— Start of Input records —
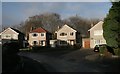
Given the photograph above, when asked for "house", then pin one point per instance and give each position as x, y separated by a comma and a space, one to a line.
85, 43
96, 35
39, 37
66, 35
11, 34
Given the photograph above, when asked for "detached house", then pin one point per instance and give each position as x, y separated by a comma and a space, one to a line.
39, 37
96, 35
66, 35
11, 34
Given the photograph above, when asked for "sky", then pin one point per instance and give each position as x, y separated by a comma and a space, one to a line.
14, 13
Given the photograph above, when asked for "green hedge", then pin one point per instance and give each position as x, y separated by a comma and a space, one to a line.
117, 52
102, 49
— End of Input records —
• _Task prompt_
Rewrite the listing with every "photograph" changed to "image" and everything else left as it is. Leave the pictures out.

• _Complete answer_
Given the image above, when asked for "house", then pin one point per instance and give each position as x, y separated by a comma and a space, one to a line.
85, 43
96, 35
39, 37
66, 35
11, 34
Given the image above, when asked for "detached house", then pin one point per instance and give each position as x, y separated by a comma and a space, one to a line.
39, 37
96, 35
66, 35
11, 34
Given the image above, when asked for "sky", then pin one point per instance and give each position as x, y separated by a comma and a space, one to a line.
14, 13
Given the image above, when asked for "green hedge", then pin one point per instance and give each position as x, y separated by a comma and a space, one to a line.
117, 52
102, 49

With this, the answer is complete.